= REQUEST 1 =
In the listing, from the line with "Question. Place a dot on every instance of the woman" through the end of the listing, replace "stone step" with "rock step" and give those lines again with nothing else changed. Leave the pictures out.
___ SOURCE EXCERPT ___
The most notable example of clash between the SEC and a cryptocurrency on security classification is the ongoing Ripple trial. In December 2020, the SEC sued Ripple founders, Chris Larsen, Brad Garlinghouse, for selling illegally XRP tokens. According to the SEC, the XRP token is a security that requires an authorisation to be issued to the public. On the one hand, the SEC claims that Larsen and Garlinghouse marketed the XRP token as a security, making them an identifiable party that promised expectation of profits. On the other hand, Ripple founders’ case is that XRP is decentralised enough to be classified as a commodity or a currency. Being sued by the SEC is not a positive outlook. When the SEC filed the lawsuit against Ripple founders, XRP price was significantly suppressed, losing almost 70% of its value in one month. XRP example is not the only one and many other cryptocurrencies are under the SEC’s radar.
End of last month, the SEC filed a complaint against a Coinbase employee for insider trading on 25 soon to be listed cryptocurrencies. In this document, SEC officials classified 9 of the 25 cryptocurrencies as securities: AMP, RLY, DDX, XYO, RGT, LCX, POWR, DFX and KROM. What do they all have in common? They are all secured by non-PoW consensus mechanisms.
___
= REQUEST 2 =
Answer these questions from the excerpt on the SEC and cryptocurrencies:
(a) In what month and year did the SEC sue the Ripple founders?
(b) How much of its value did XRP lose in one month after the lawsuit was filed?
(c) How many of the 25 cryptocurrencies did SEC officials classify as securities in the complaint against the Coinbase employee?
___ DATASET ___
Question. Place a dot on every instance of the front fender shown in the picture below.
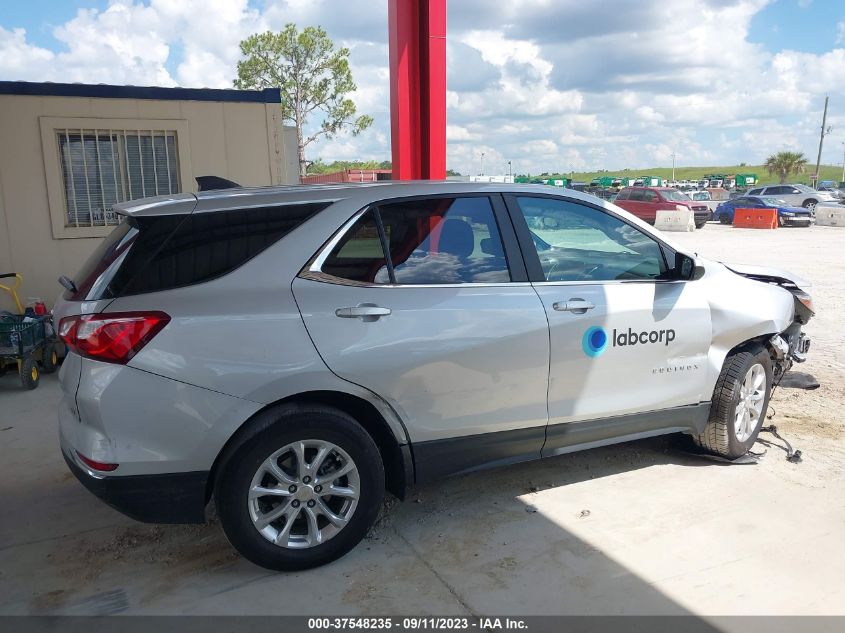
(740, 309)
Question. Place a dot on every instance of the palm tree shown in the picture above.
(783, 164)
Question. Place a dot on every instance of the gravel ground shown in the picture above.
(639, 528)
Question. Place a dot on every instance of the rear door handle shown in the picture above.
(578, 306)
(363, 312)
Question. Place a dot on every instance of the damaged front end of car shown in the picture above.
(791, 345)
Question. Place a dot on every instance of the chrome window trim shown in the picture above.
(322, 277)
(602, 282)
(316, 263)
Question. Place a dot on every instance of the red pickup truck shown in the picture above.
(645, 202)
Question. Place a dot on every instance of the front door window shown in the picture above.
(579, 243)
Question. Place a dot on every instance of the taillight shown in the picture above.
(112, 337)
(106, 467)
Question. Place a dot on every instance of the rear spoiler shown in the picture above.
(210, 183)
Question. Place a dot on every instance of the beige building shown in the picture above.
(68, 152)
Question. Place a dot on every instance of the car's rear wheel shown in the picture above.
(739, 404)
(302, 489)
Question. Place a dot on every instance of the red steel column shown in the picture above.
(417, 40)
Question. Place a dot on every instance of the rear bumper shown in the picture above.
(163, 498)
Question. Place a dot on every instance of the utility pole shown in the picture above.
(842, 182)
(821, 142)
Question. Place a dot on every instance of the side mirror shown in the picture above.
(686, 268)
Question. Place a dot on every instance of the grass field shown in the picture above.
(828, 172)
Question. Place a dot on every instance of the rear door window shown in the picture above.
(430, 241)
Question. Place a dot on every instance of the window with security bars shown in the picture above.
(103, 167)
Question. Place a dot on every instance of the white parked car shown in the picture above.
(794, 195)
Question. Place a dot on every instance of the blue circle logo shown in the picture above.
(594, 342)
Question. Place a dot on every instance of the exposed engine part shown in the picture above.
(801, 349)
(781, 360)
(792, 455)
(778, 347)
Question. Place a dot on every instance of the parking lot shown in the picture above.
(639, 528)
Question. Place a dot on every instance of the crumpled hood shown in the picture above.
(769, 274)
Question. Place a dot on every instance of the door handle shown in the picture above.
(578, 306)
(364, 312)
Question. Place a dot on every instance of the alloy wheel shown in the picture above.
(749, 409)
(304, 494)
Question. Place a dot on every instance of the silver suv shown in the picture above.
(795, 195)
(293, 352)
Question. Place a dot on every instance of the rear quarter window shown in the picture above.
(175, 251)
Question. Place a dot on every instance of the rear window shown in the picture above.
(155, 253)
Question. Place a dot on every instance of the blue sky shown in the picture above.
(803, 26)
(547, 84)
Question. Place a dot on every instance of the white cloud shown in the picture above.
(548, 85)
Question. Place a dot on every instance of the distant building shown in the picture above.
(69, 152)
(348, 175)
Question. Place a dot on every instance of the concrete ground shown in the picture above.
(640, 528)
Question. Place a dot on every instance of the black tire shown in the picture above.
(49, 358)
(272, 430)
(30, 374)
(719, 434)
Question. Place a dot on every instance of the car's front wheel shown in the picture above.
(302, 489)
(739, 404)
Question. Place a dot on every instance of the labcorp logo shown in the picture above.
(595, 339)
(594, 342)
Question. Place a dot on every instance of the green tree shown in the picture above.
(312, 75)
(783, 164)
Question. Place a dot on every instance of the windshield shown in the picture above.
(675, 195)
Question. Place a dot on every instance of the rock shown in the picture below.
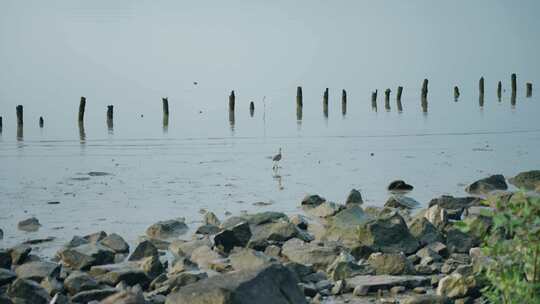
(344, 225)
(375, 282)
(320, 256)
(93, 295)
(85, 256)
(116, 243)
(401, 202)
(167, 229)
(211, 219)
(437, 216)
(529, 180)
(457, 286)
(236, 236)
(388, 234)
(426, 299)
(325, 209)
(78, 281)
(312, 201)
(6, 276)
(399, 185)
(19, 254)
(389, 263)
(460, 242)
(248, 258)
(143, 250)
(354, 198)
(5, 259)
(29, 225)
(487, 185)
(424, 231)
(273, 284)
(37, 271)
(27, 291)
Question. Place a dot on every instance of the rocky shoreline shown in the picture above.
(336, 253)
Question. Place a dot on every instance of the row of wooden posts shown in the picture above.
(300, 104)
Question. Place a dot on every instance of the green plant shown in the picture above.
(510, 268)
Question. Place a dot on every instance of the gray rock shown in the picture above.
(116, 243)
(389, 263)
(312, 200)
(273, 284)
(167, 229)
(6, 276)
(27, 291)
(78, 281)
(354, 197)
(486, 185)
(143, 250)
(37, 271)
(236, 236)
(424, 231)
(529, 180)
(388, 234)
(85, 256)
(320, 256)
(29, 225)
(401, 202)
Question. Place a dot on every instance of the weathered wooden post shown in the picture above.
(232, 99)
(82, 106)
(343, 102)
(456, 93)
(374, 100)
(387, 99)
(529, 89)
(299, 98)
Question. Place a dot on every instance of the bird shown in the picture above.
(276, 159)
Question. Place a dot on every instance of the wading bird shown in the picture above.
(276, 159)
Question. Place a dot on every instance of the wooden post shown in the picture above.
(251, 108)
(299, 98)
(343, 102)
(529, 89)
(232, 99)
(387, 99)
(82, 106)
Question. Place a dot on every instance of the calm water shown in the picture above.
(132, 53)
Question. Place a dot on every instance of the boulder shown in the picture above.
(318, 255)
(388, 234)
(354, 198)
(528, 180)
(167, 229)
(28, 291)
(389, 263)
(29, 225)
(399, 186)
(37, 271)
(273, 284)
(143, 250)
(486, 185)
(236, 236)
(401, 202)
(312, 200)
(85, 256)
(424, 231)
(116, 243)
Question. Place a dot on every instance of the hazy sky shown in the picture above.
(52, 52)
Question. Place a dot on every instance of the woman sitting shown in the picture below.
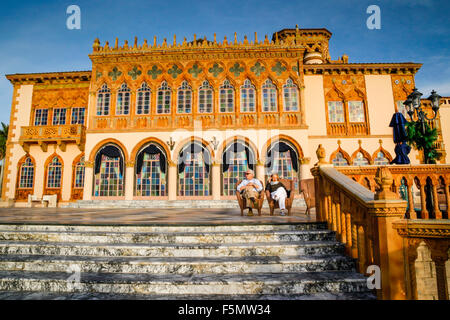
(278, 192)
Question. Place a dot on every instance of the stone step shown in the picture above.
___
= TASK OUTPUT 1 =
Question. Place a dot on every instance of the woman sitting shown in the picture below.
(278, 192)
Question. Place a dot on every instance of the rock step shown in the picture above.

= TASK OUTPUT 2 =
(a) December 2020
(b) Almost 70%
(c) 9